** start of RECORDS FOR THE EXERCISE **
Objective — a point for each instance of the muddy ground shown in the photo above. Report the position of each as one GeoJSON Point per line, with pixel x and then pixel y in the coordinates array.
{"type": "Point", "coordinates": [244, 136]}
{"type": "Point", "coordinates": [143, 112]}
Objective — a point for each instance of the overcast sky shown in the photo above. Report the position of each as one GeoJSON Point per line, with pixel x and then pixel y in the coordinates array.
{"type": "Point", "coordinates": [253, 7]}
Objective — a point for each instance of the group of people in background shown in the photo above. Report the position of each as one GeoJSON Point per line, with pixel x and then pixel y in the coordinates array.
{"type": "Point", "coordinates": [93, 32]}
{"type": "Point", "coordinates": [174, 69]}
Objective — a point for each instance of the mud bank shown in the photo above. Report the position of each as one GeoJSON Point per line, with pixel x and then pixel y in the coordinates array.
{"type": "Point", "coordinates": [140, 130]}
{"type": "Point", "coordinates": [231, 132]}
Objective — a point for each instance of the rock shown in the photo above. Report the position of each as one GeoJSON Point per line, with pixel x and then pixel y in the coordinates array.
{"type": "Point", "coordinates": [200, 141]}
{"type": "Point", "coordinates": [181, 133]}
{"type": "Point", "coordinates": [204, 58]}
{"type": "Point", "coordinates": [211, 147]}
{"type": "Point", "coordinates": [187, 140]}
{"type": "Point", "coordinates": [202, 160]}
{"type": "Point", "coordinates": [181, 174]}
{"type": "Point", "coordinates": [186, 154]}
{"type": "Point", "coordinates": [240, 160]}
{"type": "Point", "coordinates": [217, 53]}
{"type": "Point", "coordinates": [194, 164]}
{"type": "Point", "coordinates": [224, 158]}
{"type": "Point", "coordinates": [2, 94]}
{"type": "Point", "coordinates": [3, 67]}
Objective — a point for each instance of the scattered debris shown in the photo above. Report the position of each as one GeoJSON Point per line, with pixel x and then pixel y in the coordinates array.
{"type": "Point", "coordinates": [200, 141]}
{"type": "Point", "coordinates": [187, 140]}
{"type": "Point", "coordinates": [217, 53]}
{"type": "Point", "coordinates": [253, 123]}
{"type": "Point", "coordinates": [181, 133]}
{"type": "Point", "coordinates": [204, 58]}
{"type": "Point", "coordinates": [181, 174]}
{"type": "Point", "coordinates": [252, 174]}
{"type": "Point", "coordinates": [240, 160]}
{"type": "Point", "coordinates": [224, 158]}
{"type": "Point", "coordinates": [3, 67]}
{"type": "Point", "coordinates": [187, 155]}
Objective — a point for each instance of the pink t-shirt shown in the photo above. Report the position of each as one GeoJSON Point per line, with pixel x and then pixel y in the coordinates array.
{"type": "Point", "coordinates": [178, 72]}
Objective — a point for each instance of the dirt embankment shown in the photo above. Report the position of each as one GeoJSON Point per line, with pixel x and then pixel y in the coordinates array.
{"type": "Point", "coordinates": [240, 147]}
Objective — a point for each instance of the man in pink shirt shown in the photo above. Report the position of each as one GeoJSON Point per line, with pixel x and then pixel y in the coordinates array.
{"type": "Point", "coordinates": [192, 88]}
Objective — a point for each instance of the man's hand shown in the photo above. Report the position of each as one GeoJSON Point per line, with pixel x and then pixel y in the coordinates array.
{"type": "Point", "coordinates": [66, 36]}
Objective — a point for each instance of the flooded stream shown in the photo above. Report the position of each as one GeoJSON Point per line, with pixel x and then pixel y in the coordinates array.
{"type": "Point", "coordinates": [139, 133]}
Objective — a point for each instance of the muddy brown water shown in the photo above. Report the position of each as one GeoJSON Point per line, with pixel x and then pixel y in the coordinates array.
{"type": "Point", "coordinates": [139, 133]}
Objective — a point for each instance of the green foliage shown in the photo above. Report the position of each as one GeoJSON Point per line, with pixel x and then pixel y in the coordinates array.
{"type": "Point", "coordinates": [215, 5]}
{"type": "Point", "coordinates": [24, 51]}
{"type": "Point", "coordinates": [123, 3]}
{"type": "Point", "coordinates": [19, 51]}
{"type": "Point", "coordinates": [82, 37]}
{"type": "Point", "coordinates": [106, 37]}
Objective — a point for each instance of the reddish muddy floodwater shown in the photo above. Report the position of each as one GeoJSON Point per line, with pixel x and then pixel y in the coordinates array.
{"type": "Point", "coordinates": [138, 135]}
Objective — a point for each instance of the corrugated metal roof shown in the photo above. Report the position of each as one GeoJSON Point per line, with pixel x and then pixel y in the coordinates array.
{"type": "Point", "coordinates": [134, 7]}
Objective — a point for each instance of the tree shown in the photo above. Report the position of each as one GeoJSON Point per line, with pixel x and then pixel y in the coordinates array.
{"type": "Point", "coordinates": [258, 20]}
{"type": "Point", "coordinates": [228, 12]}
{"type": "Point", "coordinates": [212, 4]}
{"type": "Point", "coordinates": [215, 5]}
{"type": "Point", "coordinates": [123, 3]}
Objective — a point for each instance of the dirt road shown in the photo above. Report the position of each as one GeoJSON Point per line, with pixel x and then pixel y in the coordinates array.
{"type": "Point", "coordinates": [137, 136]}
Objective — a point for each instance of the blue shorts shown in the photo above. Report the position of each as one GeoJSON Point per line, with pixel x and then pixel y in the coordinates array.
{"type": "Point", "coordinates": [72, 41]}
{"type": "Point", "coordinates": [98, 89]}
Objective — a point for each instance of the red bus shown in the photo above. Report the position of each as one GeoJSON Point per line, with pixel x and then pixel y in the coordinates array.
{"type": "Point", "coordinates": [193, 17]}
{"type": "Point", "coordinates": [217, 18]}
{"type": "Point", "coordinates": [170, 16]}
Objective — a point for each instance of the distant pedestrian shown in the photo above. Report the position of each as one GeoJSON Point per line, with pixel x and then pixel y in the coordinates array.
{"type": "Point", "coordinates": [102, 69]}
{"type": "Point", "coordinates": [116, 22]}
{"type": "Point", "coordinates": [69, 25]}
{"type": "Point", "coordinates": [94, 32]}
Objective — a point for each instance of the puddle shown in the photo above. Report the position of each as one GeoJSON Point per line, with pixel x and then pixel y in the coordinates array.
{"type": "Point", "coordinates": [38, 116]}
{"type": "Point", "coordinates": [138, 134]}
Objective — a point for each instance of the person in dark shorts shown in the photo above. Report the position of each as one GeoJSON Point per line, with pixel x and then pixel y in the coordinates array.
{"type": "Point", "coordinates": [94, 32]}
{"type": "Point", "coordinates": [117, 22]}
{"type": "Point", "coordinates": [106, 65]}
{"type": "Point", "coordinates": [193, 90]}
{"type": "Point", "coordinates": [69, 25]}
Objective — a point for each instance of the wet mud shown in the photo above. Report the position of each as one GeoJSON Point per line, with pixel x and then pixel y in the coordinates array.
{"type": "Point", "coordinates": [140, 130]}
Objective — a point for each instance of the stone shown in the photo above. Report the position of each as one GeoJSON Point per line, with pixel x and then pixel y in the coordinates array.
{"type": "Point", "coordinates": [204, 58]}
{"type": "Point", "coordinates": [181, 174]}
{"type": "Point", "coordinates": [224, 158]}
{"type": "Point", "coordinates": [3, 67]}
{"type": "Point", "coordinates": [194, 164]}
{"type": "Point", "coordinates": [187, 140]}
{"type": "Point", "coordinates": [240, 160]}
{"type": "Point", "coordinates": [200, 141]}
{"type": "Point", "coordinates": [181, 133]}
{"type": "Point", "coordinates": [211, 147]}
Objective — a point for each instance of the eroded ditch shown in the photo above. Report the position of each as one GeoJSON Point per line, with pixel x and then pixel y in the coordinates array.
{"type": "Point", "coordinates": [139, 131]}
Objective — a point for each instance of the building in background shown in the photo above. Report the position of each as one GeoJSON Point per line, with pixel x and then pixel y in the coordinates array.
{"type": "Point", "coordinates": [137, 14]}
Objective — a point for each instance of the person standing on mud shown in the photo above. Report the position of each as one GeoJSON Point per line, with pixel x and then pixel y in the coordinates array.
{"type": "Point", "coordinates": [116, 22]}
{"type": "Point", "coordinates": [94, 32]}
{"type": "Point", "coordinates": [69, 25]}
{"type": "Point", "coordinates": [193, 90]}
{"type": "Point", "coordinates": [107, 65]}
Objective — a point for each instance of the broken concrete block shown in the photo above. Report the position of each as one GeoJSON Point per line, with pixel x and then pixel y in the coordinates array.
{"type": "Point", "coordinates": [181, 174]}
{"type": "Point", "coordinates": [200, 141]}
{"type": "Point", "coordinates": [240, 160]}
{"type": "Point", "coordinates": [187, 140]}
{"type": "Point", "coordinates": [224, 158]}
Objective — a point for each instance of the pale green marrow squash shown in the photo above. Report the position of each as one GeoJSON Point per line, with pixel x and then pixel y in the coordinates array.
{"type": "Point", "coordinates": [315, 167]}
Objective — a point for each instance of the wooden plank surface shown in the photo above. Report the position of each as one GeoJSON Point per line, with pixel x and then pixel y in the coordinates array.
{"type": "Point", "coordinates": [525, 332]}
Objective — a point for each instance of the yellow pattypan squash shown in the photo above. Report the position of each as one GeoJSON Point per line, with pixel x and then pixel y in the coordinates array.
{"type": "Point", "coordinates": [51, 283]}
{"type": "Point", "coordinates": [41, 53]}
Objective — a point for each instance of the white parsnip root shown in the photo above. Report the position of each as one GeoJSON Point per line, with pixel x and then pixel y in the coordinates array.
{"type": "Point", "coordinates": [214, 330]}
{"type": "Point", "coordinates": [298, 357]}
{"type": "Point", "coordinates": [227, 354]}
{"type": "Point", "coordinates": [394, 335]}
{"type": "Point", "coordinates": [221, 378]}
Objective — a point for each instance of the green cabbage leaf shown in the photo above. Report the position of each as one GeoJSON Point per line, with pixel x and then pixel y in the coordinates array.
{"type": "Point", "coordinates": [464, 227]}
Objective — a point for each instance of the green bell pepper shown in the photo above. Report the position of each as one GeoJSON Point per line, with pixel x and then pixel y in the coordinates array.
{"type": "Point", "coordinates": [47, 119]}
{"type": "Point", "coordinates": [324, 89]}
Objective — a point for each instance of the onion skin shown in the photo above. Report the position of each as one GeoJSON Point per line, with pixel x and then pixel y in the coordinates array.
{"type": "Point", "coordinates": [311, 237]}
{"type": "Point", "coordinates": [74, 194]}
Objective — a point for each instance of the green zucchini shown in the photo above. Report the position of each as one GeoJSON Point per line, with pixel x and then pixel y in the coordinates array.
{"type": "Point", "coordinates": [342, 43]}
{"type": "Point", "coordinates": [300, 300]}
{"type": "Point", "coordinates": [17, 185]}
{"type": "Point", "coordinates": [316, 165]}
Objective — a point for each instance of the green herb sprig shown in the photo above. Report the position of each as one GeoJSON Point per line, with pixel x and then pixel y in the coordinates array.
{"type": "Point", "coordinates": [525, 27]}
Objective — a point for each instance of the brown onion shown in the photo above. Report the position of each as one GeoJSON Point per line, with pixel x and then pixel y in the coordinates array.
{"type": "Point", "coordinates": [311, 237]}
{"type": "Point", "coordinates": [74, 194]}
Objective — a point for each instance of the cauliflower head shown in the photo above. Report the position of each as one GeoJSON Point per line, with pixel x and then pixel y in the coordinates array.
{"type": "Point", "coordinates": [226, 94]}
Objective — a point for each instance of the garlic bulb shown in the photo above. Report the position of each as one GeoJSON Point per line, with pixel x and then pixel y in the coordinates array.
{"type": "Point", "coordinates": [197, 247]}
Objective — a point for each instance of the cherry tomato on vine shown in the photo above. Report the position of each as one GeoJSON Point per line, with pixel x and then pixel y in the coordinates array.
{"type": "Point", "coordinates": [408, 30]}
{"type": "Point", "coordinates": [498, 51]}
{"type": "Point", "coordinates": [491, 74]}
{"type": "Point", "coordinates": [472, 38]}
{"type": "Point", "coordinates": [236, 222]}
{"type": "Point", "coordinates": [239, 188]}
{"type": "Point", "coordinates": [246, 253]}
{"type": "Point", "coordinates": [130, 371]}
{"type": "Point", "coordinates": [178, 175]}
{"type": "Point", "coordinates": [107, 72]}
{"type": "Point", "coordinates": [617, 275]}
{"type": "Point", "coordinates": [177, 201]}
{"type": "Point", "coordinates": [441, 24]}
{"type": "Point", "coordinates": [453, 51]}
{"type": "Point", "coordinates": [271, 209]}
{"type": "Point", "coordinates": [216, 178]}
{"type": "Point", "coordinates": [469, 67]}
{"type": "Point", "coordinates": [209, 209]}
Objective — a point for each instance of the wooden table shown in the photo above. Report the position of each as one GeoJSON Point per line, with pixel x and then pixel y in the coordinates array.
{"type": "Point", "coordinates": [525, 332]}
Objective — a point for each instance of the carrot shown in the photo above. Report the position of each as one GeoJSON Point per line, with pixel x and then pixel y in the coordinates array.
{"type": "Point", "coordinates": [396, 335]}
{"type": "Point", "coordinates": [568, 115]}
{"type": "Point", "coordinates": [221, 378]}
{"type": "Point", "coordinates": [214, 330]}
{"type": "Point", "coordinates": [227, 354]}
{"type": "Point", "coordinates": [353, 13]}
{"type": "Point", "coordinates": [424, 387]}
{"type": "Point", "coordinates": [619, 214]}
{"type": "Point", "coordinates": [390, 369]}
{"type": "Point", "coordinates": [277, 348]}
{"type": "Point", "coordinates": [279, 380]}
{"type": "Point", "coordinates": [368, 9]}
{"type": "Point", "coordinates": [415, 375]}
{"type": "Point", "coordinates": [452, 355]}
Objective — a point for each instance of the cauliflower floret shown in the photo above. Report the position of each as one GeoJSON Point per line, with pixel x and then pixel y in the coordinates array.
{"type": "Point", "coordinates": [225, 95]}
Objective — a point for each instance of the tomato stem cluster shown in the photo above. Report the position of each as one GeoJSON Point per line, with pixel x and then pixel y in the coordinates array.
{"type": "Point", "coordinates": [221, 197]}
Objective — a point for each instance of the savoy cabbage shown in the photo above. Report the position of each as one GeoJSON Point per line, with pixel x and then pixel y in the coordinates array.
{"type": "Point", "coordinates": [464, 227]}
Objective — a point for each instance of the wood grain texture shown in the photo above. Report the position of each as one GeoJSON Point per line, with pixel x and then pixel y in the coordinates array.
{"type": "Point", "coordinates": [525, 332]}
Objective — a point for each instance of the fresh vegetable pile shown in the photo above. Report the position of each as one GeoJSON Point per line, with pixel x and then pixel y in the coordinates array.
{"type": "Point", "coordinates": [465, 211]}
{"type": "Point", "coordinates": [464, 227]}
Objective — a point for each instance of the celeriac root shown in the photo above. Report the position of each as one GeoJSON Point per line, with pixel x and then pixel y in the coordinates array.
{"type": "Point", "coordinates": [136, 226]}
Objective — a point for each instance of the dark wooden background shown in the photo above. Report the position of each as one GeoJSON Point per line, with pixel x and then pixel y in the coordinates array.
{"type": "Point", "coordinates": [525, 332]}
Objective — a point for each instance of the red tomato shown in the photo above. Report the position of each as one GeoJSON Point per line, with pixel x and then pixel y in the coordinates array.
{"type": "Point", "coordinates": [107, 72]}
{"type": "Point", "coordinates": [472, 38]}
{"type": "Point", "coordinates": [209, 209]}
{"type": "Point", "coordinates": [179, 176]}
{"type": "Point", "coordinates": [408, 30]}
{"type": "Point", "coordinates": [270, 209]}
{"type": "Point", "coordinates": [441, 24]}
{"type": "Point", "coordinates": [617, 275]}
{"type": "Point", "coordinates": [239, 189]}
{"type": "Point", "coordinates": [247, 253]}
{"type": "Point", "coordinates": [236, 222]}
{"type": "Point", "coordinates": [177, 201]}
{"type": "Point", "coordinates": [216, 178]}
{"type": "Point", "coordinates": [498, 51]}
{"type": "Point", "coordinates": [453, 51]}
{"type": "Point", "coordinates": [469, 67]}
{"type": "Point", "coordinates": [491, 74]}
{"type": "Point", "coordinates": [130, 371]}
** end of RECORDS FOR THE EXERCISE **
#### TO BE DONE:
Repeat, word for word, every line from the line that contains "Objective — a point for each instance of the fresh" to the end of the entries; include both of those lines and no others.

#### EXPECTED ANSWER:
Objective — a point for each instance of the fresh vegetable pile shown in the photo above. Report the position of each as one GeoJSON Point per line, with pixel x and then pixel y in the coordinates array.
{"type": "Point", "coordinates": [465, 211]}
{"type": "Point", "coordinates": [464, 227]}
Objective — a point for each instance of the celeriac root shown in the photo above. Report the position of each as one GeoJSON Point per line, with pixel x and then pixel y in the coordinates array.
{"type": "Point", "coordinates": [136, 226]}
Objective — a point for each instance of the dark wooden background shown in the photo above. Report the position of each as one GeoJSON Point per line, with pixel x and then pixel y in the coordinates array.
{"type": "Point", "coordinates": [525, 332]}
Objective — a point for each instance of the red tomato shown in the photo above. Report the position of each as one GeoJSON Point per line, with pixel x and then pixel y in the coordinates array.
{"type": "Point", "coordinates": [107, 72]}
{"type": "Point", "coordinates": [472, 38]}
{"type": "Point", "coordinates": [209, 209]}
{"type": "Point", "coordinates": [179, 176]}
{"type": "Point", "coordinates": [408, 30]}
{"type": "Point", "coordinates": [270, 209]}
{"type": "Point", "coordinates": [441, 24]}
{"type": "Point", "coordinates": [617, 275]}
{"type": "Point", "coordinates": [239, 189]}
{"type": "Point", "coordinates": [247, 253]}
{"type": "Point", "coordinates": [236, 222]}
{"type": "Point", "coordinates": [177, 201]}
{"type": "Point", "coordinates": [216, 178]}
{"type": "Point", "coordinates": [498, 51]}
{"type": "Point", "coordinates": [453, 51]}
{"type": "Point", "coordinates": [469, 67]}
{"type": "Point", "coordinates": [491, 74]}
{"type": "Point", "coordinates": [130, 371]}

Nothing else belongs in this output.